*Directions*.
Find every line in the listing below that contains the word "board", and copy each of those lines.

*Data excerpts*.
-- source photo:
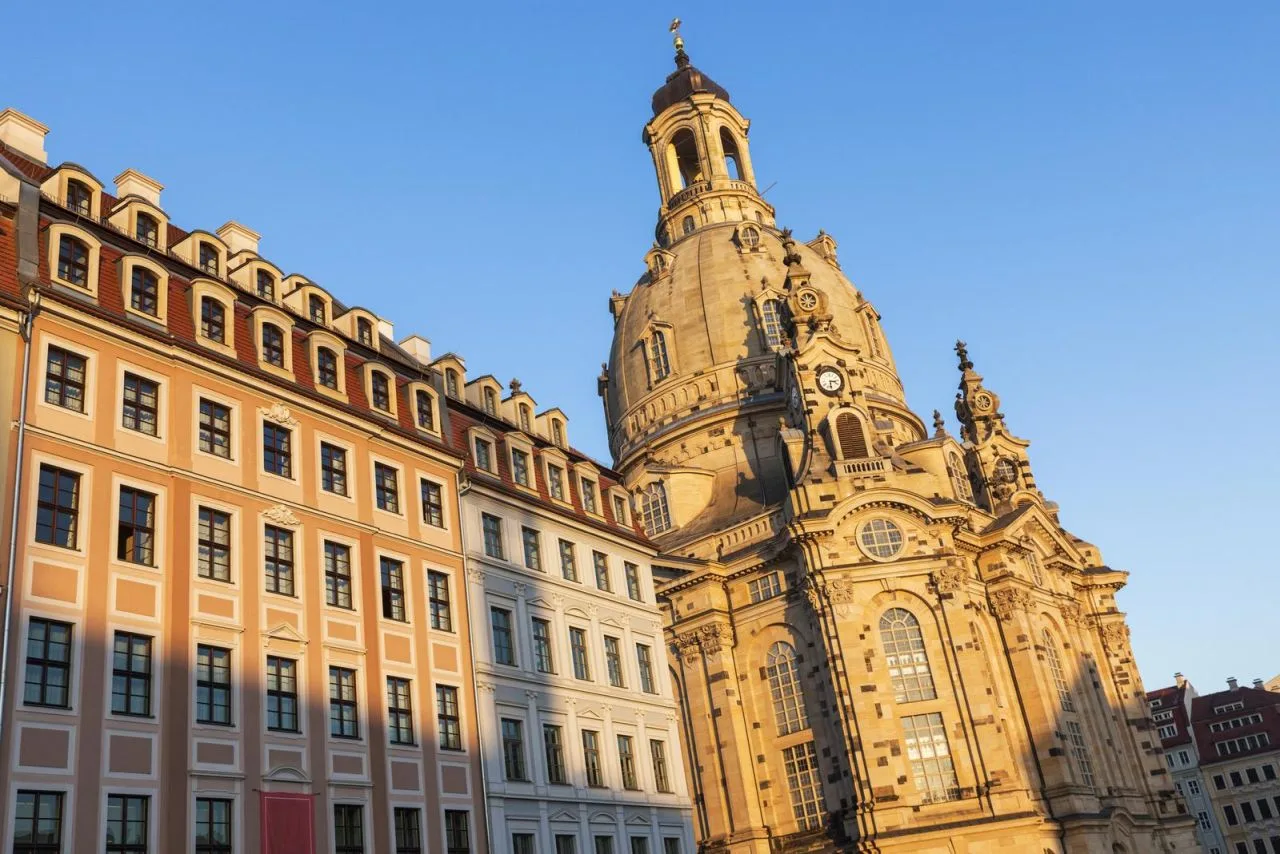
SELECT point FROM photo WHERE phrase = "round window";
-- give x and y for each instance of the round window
(881, 538)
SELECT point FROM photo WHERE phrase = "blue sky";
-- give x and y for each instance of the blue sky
(1086, 192)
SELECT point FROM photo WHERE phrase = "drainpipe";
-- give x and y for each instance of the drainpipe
(28, 251)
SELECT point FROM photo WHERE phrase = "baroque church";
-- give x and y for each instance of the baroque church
(881, 635)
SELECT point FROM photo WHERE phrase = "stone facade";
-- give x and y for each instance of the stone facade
(882, 638)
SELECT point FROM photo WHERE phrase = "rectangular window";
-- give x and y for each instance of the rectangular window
(492, 526)
(520, 466)
(213, 826)
(632, 576)
(438, 601)
(568, 561)
(141, 403)
(277, 450)
(58, 507)
(503, 644)
(136, 533)
(131, 675)
(577, 648)
(282, 694)
(543, 662)
(433, 505)
(1075, 739)
(213, 685)
(408, 830)
(644, 661)
(926, 741)
(337, 575)
(661, 776)
(64, 379)
(801, 768)
(343, 707)
(447, 718)
(333, 469)
(400, 709)
(393, 589)
(556, 482)
(215, 429)
(49, 665)
(387, 487)
(513, 749)
(214, 544)
(37, 822)
(457, 832)
(278, 560)
(348, 829)
(533, 548)
(600, 561)
(627, 762)
(553, 747)
(592, 758)
(764, 587)
(127, 823)
(613, 661)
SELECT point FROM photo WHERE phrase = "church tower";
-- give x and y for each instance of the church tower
(881, 635)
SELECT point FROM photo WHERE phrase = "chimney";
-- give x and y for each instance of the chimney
(419, 348)
(23, 135)
(135, 183)
(238, 238)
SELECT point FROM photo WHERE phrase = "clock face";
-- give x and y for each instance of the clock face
(830, 380)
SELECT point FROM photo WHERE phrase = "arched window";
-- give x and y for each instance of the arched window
(784, 670)
(849, 437)
(771, 314)
(904, 653)
(73, 260)
(380, 388)
(147, 229)
(213, 320)
(653, 508)
(425, 414)
(959, 476)
(80, 197)
(728, 145)
(209, 259)
(145, 292)
(659, 364)
(327, 368)
(265, 284)
(1055, 668)
(273, 345)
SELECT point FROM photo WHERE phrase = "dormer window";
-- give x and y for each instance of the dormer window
(265, 284)
(213, 320)
(73, 260)
(424, 411)
(147, 229)
(209, 259)
(382, 391)
(80, 197)
(145, 292)
(273, 345)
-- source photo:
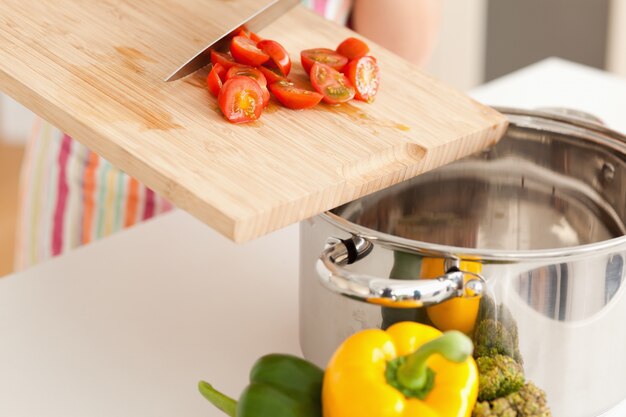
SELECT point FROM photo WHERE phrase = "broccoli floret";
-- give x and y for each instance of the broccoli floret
(492, 338)
(529, 401)
(499, 376)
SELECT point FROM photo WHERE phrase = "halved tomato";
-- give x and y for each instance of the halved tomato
(254, 73)
(243, 31)
(214, 80)
(226, 60)
(324, 56)
(251, 72)
(353, 48)
(245, 52)
(364, 75)
(293, 97)
(332, 84)
(279, 58)
(271, 75)
(241, 99)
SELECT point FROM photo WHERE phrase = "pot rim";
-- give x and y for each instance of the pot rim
(557, 122)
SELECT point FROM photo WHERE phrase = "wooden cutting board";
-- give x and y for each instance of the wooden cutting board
(96, 70)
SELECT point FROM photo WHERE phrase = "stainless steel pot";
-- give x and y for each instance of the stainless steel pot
(536, 223)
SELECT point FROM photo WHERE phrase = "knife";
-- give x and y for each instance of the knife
(256, 22)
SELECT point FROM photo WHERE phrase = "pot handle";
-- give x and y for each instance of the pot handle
(388, 292)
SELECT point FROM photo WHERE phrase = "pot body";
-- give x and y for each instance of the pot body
(540, 216)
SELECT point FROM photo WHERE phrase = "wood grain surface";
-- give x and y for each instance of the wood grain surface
(96, 70)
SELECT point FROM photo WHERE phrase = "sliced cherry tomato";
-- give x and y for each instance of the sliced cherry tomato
(225, 60)
(256, 38)
(250, 35)
(241, 99)
(271, 75)
(293, 97)
(332, 84)
(322, 55)
(364, 75)
(245, 52)
(266, 96)
(279, 58)
(214, 81)
(251, 72)
(353, 48)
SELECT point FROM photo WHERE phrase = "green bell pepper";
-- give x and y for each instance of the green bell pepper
(280, 386)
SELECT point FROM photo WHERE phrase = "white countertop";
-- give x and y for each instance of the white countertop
(127, 326)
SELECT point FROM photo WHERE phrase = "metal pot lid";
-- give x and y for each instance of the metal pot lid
(570, 124)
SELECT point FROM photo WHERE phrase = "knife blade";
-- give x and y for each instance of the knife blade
(256, 22)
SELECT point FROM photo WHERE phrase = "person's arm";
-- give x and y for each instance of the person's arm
(406, 27)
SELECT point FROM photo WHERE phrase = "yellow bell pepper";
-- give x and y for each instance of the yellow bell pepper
(456, 313)
(408, 370)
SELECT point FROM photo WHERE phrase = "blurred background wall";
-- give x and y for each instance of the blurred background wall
(484, 39)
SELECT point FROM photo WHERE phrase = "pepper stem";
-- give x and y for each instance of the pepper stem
(221, 401)
(414, 374)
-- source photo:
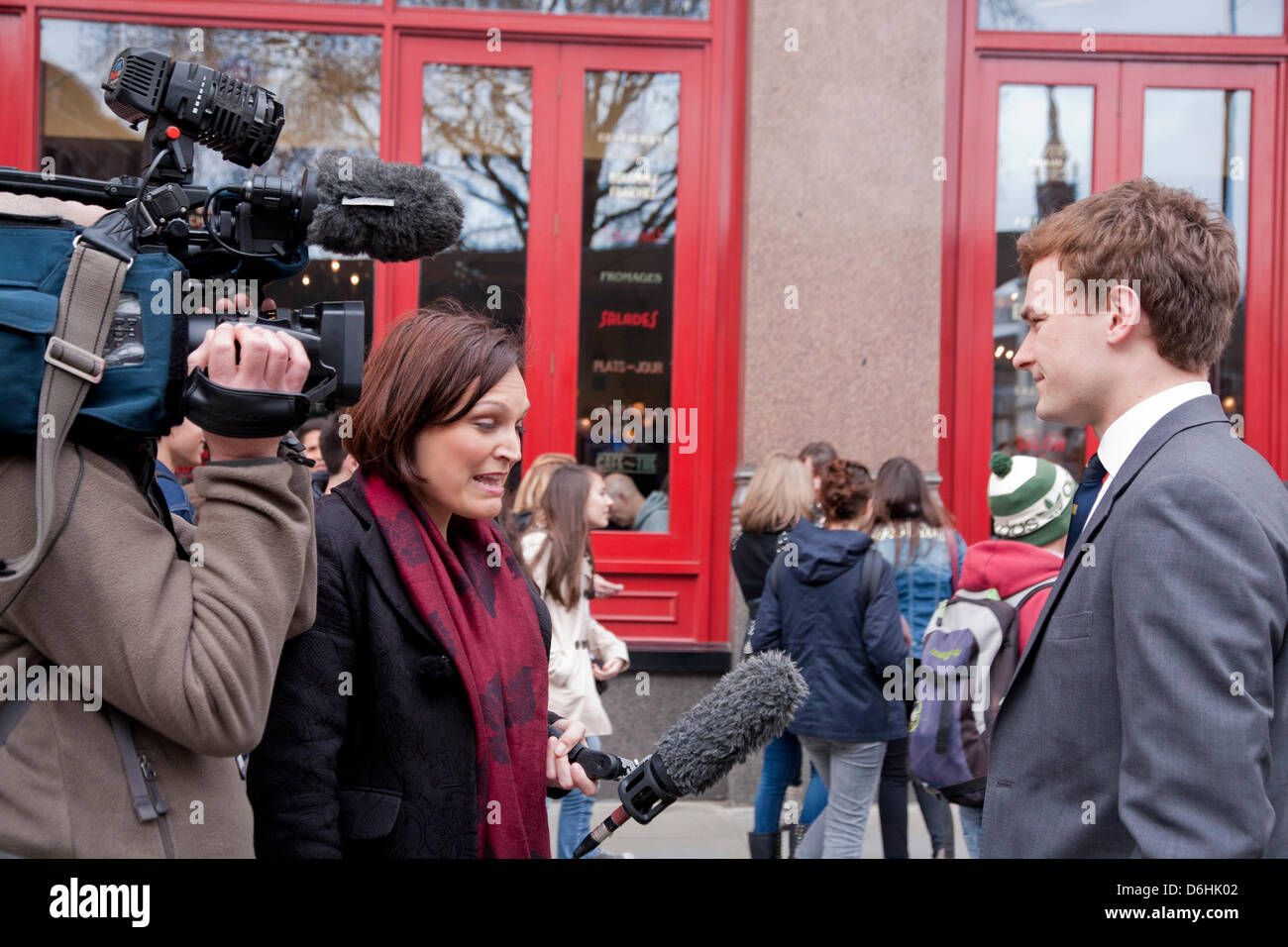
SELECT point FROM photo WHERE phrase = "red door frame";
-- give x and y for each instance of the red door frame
(686, 567)
(978, 62)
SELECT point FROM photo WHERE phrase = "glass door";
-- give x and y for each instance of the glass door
(1210, 129)
(580, 167)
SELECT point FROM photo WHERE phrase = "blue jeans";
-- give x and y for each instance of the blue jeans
(971, 821)
(780, 771)
(575, 812)
(851, 774)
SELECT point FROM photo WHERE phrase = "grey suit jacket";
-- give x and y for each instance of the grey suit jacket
(1149, 714)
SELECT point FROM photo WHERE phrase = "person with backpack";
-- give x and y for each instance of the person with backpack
(778, 496)
(1147, 714)
(584, 655)
(831, 605)
(914, 534)
(1031, 502)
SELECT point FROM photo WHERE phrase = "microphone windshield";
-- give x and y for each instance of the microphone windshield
(387, 211)
(747, 707)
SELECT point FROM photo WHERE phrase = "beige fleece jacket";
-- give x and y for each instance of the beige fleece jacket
(188, 651)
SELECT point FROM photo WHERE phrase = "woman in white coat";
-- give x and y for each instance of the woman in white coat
(583, 652)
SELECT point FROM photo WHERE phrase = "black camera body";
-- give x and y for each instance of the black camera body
(254, 230)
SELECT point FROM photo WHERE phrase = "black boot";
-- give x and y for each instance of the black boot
(768, 845)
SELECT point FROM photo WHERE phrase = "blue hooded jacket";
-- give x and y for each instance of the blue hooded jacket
(818, 617)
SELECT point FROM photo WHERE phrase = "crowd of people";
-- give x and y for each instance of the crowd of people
(819, 527)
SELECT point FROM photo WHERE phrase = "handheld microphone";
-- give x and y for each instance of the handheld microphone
(747, 707)
(596, 763)
(387, 211)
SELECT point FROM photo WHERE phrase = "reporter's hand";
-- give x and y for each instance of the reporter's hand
(559, 772)
(268, 361)
(603, 587)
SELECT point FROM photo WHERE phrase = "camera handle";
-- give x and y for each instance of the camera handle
(241, 412)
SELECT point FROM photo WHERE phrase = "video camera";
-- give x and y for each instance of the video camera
(257, 228)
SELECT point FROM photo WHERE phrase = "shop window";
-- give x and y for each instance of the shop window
(329, 84)
(1201, 140)
(1043, 162)
(690, 9)
(1199, 17)
(477, 133)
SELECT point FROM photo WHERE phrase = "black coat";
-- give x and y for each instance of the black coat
(378, 763)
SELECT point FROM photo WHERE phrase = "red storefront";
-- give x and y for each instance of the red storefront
(1197, 111)
(601, 157)
(600, 161)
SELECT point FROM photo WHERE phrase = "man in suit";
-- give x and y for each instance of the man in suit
(1149, 714)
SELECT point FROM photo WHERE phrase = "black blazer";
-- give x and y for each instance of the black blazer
(347, 766)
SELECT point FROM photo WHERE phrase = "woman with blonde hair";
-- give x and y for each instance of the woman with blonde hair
(583, 652)
(913, 532)
(780, 495)
(436, 714)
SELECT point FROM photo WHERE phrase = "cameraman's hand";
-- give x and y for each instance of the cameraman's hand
(268, 361)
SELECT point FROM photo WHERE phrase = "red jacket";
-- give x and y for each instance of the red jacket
(1010, 566)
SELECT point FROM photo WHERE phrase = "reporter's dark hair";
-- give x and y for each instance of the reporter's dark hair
(432, 368)
(331, 446)
(846, 488)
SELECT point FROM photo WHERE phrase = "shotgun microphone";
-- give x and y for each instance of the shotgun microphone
(747, 707)
(387, 211)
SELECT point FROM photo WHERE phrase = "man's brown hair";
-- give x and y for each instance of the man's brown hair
(432, 361)
(846, 488)
(1179, 248)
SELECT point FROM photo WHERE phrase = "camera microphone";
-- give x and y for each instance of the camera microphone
(747, 707)
(387, 211)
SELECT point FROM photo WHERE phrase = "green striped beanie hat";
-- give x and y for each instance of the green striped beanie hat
(1030, 499)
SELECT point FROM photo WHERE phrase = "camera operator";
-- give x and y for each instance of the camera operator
(185, 642)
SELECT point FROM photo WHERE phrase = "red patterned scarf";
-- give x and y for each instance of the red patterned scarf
(471, 591)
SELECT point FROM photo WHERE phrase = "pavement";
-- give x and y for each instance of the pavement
(717, 830)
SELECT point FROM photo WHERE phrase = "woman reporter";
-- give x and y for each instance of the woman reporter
(411, 719)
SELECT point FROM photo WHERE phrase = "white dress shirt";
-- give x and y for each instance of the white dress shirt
(1124, 434)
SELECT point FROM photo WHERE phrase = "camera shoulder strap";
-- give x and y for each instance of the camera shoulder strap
(101, 257)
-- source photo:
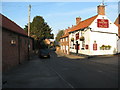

*Full output*.
SELECT point FROM photo WHERE phrase = "wooden cutting board";
-- give x and y for each instance of the wooden cutting board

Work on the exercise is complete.